Text provided
___
Such a schema is almost similar to a schema built for symfony; that means that the Propel i18n behavior is a drop-in replacement for symfony’s i18n behavior, keeping BC but improving performance and usability.

Why It Matters

The SQL generated by the previous query looks like the following (in MySQL):

SELECT item.*, item_i18n.*
FROM item LEFT JOIN item_i18n ON (item.id = item_i18n.id AND item_i18n.locale = 'en_EN');

It does NOT generate the following query:

SELECT item.*, item_i18n.*
FROM item LEFT JOIN item_i18n ON (item.id = item_i18n.id)
WHERE item_i18n.locale = 'en_EN';

Can you see the difference? In the last SQL query, the LEFT JOIN actually behaves like an INNER JOIN because of the WHERE clause. That means that item records with no item_i18n translation won’t appear in the result. In the first query, even items with no translations are returned.

This difference is important for two reasons:

  • Propel couldn’t create joins with two conditions properly in version 1.5 and below. Only Propel 1.6 allows it (see What’s New In Propel 1.6?).
  • The previous i18n behavior implementation for symfony did it the wrong way, and applied the locale condition using WHERE instead of ON. That made results incomplete.

Tip: If you need to return only objects having translations, add Criteria::INNER_JOIN as second parameter to joinWithI18n().

Get It

Just like the recently added versionable behavior, the i18n behavior is thoroughly unit-tested and fully documented. It is ready to use in the Propel 1.6 branch, and your multilingual applications will love it.
___
Summarize the text on Propel's i18n behavior in two sentences.

Information supplied
___
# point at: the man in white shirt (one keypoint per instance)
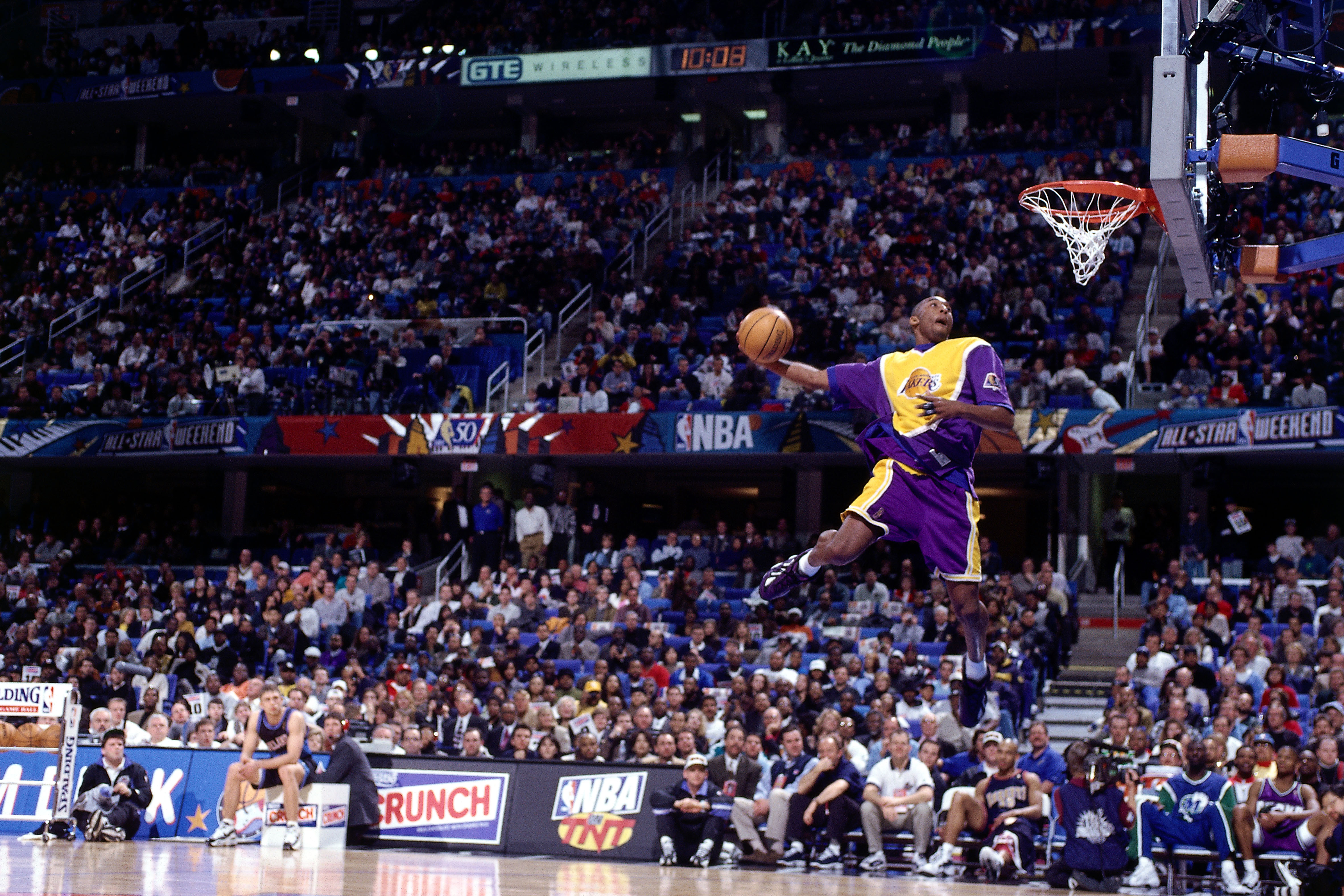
___
Result for this task
Propel's i18n behavior, ready to use in the Propel 1.6 branch, is a drop-in replacement for symfony's i18n behavior that keeps BC while improving performance and usability. It applies the locale condition in the ON clause of a LEFT JOIN instead of in a WHERE clause, so items without translations are still returned, whereas the earlier symfony implementation used WHERE and made results incomplete.